-------- EXCERPTED DATA --------

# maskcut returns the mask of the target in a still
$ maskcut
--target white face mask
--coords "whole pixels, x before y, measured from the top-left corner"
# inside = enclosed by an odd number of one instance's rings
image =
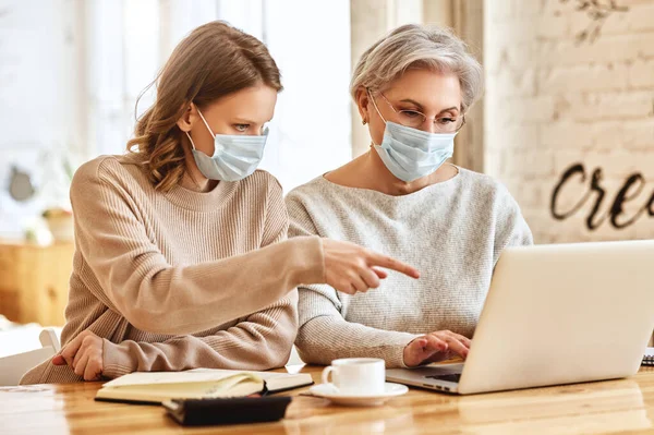
[[[191,135],[186,132],[193,146],[193,158],[202,174],[210,180],[220,181],[239,181],[251,176],[264,158],[268,129],[261,136],[214,134],[199,109],[197,113],[214,136],[215,144],[214,155],[207,156],[195,148]]]
[[[372,100],[386,124],[384,140],[380,145],[375,144],[375,149],[386,168],[398,179],[411,182],[426,177],[452,157],[458,132],[429,133],[386,121],[375,99]]]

--------

WRITTEN EXERCISE ▸ Update the entries above by replacing "white" with "blue" wherever it appears, keeping all other text unchanged. Leave the pictures out of your answer.

PROBLEM SOLUTION ▸
# maskcut returns the mask of the target in a still
$ maskcut
--target blue face mask
--coords "whole pixels, x before y, measured from the top-left corner"
# inside = enclosed by an odd number of one instance's rings
image =
[[[191,135],[186,132],[193,146],[193,158],[202,174],[210,180],[220,181],[239,181],[251,176],[264,158],[268,129],[261,136],[214,134],[199,109],[197,113],[214,136],[215,144],[214,155],[207,156],[195,148]]]
[[[372,100],[386,124],[384,140],[380,145],[375,144],[375,149],[386,168],[398,179],[411,182],[426,177],[452,157],[458,132],[429,133],[386,121],[375,99]]]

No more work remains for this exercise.